Saved entries:
○ ○ ○ ○ ○ ○ ○

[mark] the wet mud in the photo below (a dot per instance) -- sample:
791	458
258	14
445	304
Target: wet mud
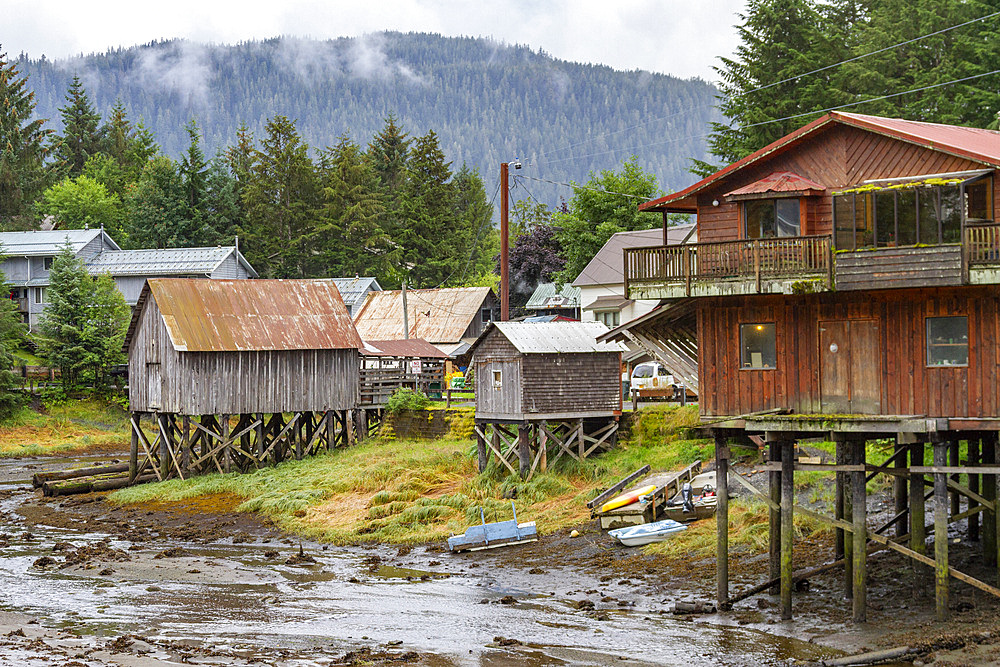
195	582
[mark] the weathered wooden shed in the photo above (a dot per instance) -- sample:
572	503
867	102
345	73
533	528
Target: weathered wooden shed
545	384
247	371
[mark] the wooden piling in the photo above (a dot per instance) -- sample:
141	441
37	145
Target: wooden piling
989	532
974	487
774	515
722	522
918	535
523	450
859	510
941	532
787	528
899	493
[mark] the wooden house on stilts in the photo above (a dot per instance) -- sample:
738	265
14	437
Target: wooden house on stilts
845	284
237	374
542	386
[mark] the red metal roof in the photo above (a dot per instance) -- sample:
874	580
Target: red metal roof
779	181
968	142
411	347
250	315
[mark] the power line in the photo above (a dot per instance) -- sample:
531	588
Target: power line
779	120
760	88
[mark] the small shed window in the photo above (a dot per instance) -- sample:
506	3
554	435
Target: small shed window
948	341
757	345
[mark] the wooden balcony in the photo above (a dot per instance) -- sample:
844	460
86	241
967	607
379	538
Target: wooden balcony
748	266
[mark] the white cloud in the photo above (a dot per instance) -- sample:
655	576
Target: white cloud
680	37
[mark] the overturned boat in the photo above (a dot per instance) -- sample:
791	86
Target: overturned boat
491	535
647	533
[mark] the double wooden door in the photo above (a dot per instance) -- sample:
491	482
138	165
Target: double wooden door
850	367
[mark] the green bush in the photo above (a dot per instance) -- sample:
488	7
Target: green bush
407	399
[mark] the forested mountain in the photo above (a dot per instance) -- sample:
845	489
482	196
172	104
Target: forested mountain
486	101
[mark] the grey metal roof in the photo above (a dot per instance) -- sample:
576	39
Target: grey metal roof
608	265
163	262
43	243
555	337
545	296
354	289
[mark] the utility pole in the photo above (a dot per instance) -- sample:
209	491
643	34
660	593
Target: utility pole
504	246
406	318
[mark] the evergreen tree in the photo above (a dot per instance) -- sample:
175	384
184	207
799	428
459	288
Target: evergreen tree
63	324
280	201
81	138
429	217
24	173
349	230
104	330
606	204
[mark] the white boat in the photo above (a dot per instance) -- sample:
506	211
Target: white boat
646	533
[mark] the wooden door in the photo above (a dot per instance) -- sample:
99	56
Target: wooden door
850	367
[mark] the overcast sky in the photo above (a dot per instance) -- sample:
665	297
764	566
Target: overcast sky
679	37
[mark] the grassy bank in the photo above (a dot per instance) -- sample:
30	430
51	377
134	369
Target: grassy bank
76	426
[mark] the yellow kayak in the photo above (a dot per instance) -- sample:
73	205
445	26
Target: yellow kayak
627	498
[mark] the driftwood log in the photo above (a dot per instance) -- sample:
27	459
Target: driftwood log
40	478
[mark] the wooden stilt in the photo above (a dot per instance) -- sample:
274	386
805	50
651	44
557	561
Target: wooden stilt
953	460
849	498
941	532
918	535
859	509
774	515
523	450
482	451
787	529
899	493
722	522
989	532
838	500
133	457
974	486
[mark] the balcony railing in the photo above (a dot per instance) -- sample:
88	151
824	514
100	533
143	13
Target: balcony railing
982	245
756	259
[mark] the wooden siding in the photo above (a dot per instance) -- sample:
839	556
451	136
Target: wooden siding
578	382
907	386
836	158
933	266
194	383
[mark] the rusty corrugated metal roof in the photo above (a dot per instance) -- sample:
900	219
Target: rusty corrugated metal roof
436	315
251	315
968	142
779	181
413	347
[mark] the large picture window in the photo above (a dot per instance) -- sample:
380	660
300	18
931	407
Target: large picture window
769	218
929	211
948	341
757	345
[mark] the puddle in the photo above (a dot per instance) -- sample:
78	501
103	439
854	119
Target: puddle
232	596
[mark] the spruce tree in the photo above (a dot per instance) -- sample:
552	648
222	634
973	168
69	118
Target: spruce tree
81	138
24	147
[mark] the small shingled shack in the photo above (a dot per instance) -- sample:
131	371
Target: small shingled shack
554	381
239	355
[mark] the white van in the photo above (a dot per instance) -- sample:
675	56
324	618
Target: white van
650	375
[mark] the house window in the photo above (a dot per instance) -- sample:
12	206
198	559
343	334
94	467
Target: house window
931	211
757	345
948	341
768	218
611	318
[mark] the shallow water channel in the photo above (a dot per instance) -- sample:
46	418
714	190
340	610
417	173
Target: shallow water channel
230	596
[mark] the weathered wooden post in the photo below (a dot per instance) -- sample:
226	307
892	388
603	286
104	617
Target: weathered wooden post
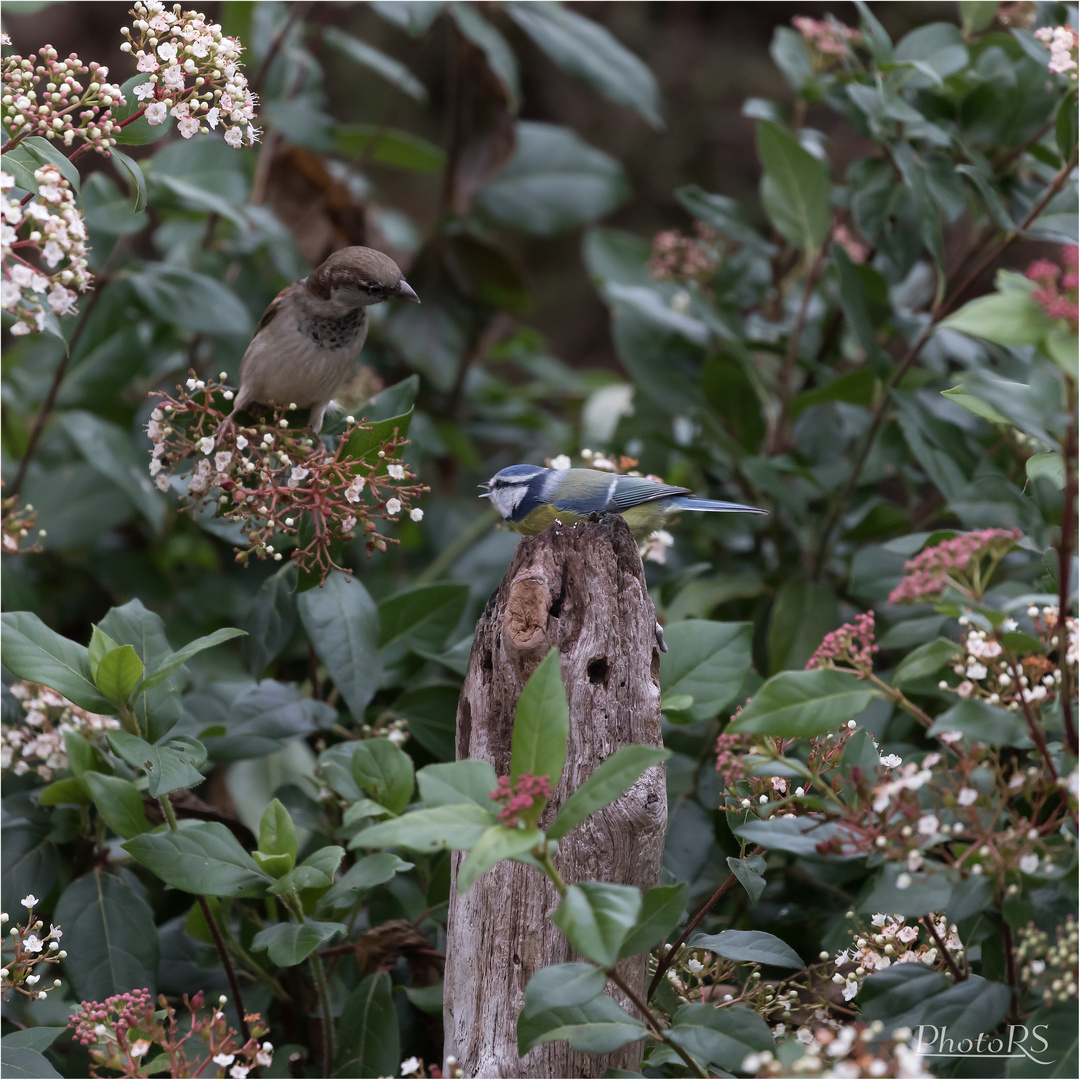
582	590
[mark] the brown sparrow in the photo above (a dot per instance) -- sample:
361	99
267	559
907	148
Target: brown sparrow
307	342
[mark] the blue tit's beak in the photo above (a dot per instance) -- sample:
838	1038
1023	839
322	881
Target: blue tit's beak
404	292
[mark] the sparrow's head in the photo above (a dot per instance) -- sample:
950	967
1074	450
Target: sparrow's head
358	277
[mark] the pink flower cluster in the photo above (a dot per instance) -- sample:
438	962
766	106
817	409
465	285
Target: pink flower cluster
1057	293
956	562
121	1012
1063	42
851	644
520	797
676	256
59	99
827	37
193	72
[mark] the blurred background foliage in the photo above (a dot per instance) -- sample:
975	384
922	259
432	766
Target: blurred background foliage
517	161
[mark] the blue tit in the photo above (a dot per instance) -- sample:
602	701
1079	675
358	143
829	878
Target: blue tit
530	498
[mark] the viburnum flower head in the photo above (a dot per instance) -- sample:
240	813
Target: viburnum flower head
956	562
43	251
193	72
59	98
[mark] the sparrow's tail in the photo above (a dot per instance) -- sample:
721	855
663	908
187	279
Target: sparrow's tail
686	502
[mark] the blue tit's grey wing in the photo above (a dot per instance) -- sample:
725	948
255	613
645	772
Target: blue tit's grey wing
633	490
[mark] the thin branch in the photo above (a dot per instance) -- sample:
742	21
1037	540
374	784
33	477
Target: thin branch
665	961
653	1022
49	403
774	440
957	974
1064	569
230	974
913	354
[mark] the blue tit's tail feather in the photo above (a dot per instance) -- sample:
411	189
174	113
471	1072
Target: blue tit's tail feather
685	502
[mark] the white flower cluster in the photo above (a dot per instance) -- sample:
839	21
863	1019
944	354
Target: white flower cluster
1062	41
37	745
45	95
194	72
51	228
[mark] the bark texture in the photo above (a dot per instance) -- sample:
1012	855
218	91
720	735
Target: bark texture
582	590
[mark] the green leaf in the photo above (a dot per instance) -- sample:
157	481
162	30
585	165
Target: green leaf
598	1026
315	872
1011	318
1050	467
363	875
457	827
977	14
180	657
901	991
973	404
802	704
395	72
541	724
109	449
496	844
99	644
277	832
926	892
270	620
119	802
118	672
983	723
596	918
368	1043
750	946
190	300
68	792
554	181
342	623
419	618
39	655
710	661
456	782
804	612
751	875
720	1036
563	985
201	856
138	132
497	52
130	169
385	772
288	944
586	50
795	189
19	1062
926	660
388	146
661	909
169	767
32	1038
109	935
611	779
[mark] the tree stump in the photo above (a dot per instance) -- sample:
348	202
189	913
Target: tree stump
580	589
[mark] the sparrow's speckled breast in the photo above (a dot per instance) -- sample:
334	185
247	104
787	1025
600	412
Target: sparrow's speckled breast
327	333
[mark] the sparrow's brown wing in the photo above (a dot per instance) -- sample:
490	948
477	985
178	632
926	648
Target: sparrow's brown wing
274	308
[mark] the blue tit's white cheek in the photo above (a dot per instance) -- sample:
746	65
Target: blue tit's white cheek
508	499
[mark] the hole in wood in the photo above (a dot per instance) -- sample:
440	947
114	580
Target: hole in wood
597	670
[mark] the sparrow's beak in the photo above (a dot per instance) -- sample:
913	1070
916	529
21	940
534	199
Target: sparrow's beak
404	292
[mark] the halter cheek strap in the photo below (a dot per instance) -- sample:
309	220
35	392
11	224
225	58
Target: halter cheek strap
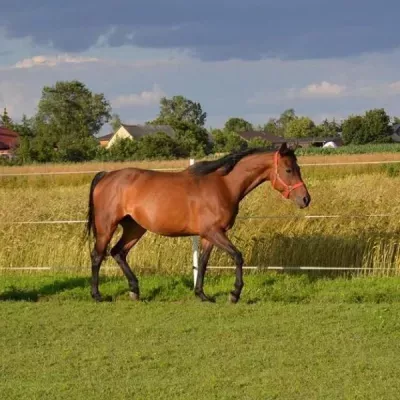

○ ○ ○ ○ ○ ○ ○

• Task to complete:
Copy out each line carrying the string "below" from the data.

• Your response:
[mark] the wet mud in the photo below (a dot per instance) -- sample:
[mark] the weathered wooden post in the photo below (a dot per instance) -- sample:
[mark] the halter cheek strap in the photo below (a dot per instance) -- sample:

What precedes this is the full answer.